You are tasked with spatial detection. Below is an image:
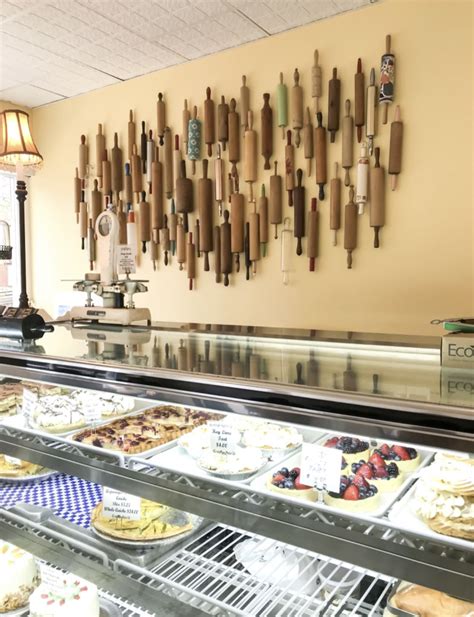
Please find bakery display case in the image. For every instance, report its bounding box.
[0,324,474,617]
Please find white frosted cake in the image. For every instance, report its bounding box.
[0,540,40,613]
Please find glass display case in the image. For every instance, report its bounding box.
[0,324,474,617]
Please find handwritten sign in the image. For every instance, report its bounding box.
[103,486,141,521]
[300,443,342,492]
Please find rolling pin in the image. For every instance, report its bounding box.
[138,191,151,253]
[388,105,403,191]
[198,159,213,272]
[204,86,216,156]
[95,124,105,186]
[220,210,232,287]
[311,49,323,113]
[328,67,341,143]
[293,169,305,255]
[285,131,295,207]
[329,163,341,246]
[163,126,174,199]
[370,148,385,249]
[314,111,327,201]
[303,107,314,176]
[156,92,166,146]
[342,99,354,186]
[291,69,304,148]
[229,99,240,176]
[354,58,365,144]
[355,142,369,214]
[308,197,319,272]
[240,75,250,131]
[261,92,273,169]
[188,105,201,176]
[344,185,357,269]
[244,111,257,202]
[277,73,288,139]
[79,135,89,179]
[365,69,377,155]
[379,34,395,124]
[217,96,229,152]
[269,161,283,239]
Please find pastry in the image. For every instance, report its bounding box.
[91,499,193,542]
[0,540,40,613]
[30,574,100,617]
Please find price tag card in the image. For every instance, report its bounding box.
[103,486,141,521]
[300,443,342,493]
[208,422,240,454]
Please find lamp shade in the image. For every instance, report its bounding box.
[0,109,43,167]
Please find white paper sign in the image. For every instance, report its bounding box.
[103,486,141,521]
[300,443,342,493]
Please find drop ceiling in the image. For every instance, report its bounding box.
[0,0,370,107]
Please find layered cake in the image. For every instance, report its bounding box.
[30,574,100,617]
[0,540,40,613]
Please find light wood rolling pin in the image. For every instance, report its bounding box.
[314,111,328,201]
[291,69,304,148]
[388,105,403,191]
[204,86,216,156]
[198,159,213,272]
[329,163,342,246]
[370,148,385,249]
[260,92,273,169]
[354,58,365,144]
[344,185,358,270]
[269,161,283,240]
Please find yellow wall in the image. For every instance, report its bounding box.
[31,0,474,334]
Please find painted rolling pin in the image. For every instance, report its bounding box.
[370,148,385,249]
[329,163,341,246]
[204,86,216,156]
[342,99,354,186]
[293,169,306,255]
[354,58,365,144]
[344,185,357,269]
[314,111,327,200]
[291,69,304,148]
[379,34,395,124]
[388,105,403,191]
[277,73,288,139]
[261,92,273,169]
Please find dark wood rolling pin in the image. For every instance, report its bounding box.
[261,92,273,169]
[293,169,306,255]
[370,148,385,249]
[198,159,213,272]
[388,105,403,191]
[344,185,358,269]
[314,111,328,200]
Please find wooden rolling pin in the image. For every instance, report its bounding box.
[314,111,327,201]
[261,92,273,169]
[291,69,304,148]
[342,99,354,186]
[277,73,288,139]
[328,67,341,143]
[329,163,341,246]
[379,34,395,124]
[293,169,305,255]
[285,131,295,207]
[198,159,213,272]
[204,86,216,156]
[388,105,403,191]
[344,185,357,269]
[308,197,319,272]
[370,148,385,249]
[269,161,283,239]
[354,58,365,143]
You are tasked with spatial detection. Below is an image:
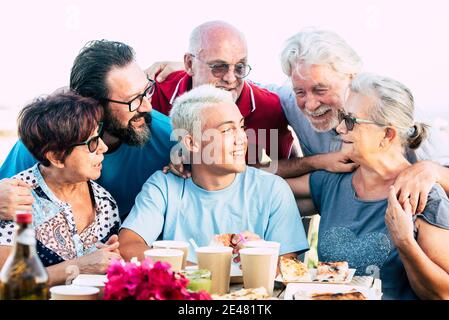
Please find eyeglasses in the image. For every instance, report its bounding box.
[190,54,251,79]
[102,78,156,112]
[338,110,384,131]
[71,122,103,153]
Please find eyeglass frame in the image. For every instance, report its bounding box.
[338,110,385,131]
[101,77,156,112]
[70,122,103,153]
[189,53,252,79]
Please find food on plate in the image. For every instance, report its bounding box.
[212,287,273,300]
[280,257,312,282]
[293,289,368,300]
[312,291,366,300]
[316,261,349,282]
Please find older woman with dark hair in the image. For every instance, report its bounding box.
[0,93,121,284]
[289,74,449,299]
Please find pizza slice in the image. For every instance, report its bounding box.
[280,257,312,282]
[316,261,349,282]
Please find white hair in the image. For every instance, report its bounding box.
[281,28,363,77]
[189,20,246,55]
[350,73,428,149]
[170,84,234,134]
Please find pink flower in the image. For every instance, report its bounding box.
[104,258,211,300]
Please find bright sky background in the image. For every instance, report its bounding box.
[0,0,449,130]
◇ ◇ ◇ ◇ ◇
### [Task prompt]
Can you rewrite all the items above, swapping every "bounding box" for "enclosing rectangle" and keeping everything else the same? Leave the pictures out of your answer.

### [Exercise output]
You are tasked with spatial detection. Below is an image:
Please find bakery display case in the image. For every instance, report its enclosing rectangle.
[0,324,474,617]
Please find white frosted cake in the image. For every instance, report its enclosing rectangle.
[0,540,40,613]
Please find glass display case in the image. For every instance, report its enclosing rectangle.
[0,324,474,617]
Please find handwritten sign in the image. For every instance, report its enclosing rectangle.
[103,486,141,521]
[300,443,342,492]
Please find rolling pin in the image. For every instance, report its enclosing rectangle.
[138,191,151,253]
[388,105,403,191]
[198,159,213,272]
[204,86,216,156]
[95,124,105,186]
[220,210,232,287]
[311,49,323,113]
[328,67,341,143]
[293,169,305,255]
[285,131,295,207]
[329,163,341,246]
[163,126,174,199]
[370,148,385,249]
[314,111,327,201]
[303,107,314,176]
[156,92,166,146]
[342,99,354,186]
[291,69,304,148]
[229,99,240,176]
[354,58,365,144]
[355,142,369,214]
[308,197,319,272]
[240,75,250,131]
[261,92,273,169]
[188,105,201,176]
[344,185,357,269]
[244,111,257,202]
[277,73,288,139]
[79,135,89,179]
[365,69,377,155]
[379,34,395,124]
[217,96,229,152]
[269,161,283,239]
Please find pastry in the image. For every instance, report its enclosing rectangle.
[91,499,193,542]
[0,540,40,613]
[30,574,100,617]
Please find price tag card in the image. For every instance, report its enclosing rectangle.
[103,486,141,521]
[300,443,342,493]
[208,422,240,454]
Please find lamp shade in the image. For every instance, report its enclosing rectangle.
[0,109,43,167]
Please find white paper sign in the image. For every instance, report its enclosing rectangle.
[103,486,141,521]
[300,443,342,493]
Please find drop ceiling in the image. For every instance, report its enclosing rectangle.
[0,0,370,107]
Please find layered cake in the image. For every instance, report its enclosing rectangle.
[30,574,100,617]
[0,540,40,613]
Please find light wood rolling pin in the image. For every instance, report its enclosing rectangle.
[314,111,328,201]
[291,69,304,148]
[388,105,403,191]
[204,86,216,156]
[198,159,213,272]
[329,163,342,246]
[370,148,385,249]
[260,92,273,169]
[354,58,365,144]
[344,185,358,270]
[269,161,283,240]
Please find yellow wall in the image. For every instance, report its enclosing rectangle.
[31,0,474,334]
Please find painted rolling pin in the image. For every instance, report its enclosing rectangle.
[370,148,385,249]
[329,163,341,246]
[204,86,216,156]
[342,99,354,186]
[293,169,306,255]
[354,58,365,144]
[344,185,357,269]
[314,111,327,200]
[291,69,304,148]
[379,34,395,124]
[388,105,403,191]
[277,73,288,139]
[261,92,273,169]
Please find dark wood rolling pin in the image. For every instance, report its enclosing rectangle.
[261,92,273,169]
[293,169,306,255]
[370,148,385,249]
[198,159,213,272]
[388,105,403,191]
[344,185,358,269]
[314,111,328,200]
Please find wooden rolling pin in the image. For every instance, report its enclosing rectangle.
[314,111,327,201]
[261,92,273,169]
[291,69,304,148]
[342,99,354,186]
[277,73,288,139]
[328,67,341,143]
[329,163,341,246]
[379,34,395,124]
[293,169,305,255]
[285,131,295,207]
[198,159,213,272]
[204,86,216,156]
[388,105,403,191]
[344,185,357,269]
[308,197,319,272]
[370,148,385,249]
[269,161,283,239]
[354,58,365,143]
You are tasked with spatial detection. Below is an image:
Please find eyeglasses in the image. For every instance, report its enclosing rectangle.
[190,54,251,79]
[102,78,156,112]
[338,110,384,131]
[71,122,103,153]
Please find eyeglass frame in the image. For every instance, report its enclosing rectangle.
[338,110,385,131]
[101,77,156,112]
[70,122,103,153]
[189,53,252,79]
Please find food on plate in the image. For every instance, report its enclosing rectangle.
[212,287,273,300]
[280,257,312,282]
[293,289,368,300]
[312,291,366,300]
[316,261,349,282]
Please find older woman with dark hair in the image. For every instance, report its enclosing rectangle.
[0,93,121,284]
[289,74,449,299]
Please find pizza slice in the image. For every instance, report its enclosing rectangle.
[280,257,312,282]
[316,261,349,282]
Please find white hair in the image. For every instance, report its enclosing rectangle.
[281,28,363,77]
[189,20,246,55]
[350,73,428,149]
[170,84,234,134]
Please find pink flower in the image. For every instance, report its enclosing rectangle.
[104,258,211,300]
Please find bright sky background in the image. For every instance, report its enclosing rectangle.
[0,0,449,130]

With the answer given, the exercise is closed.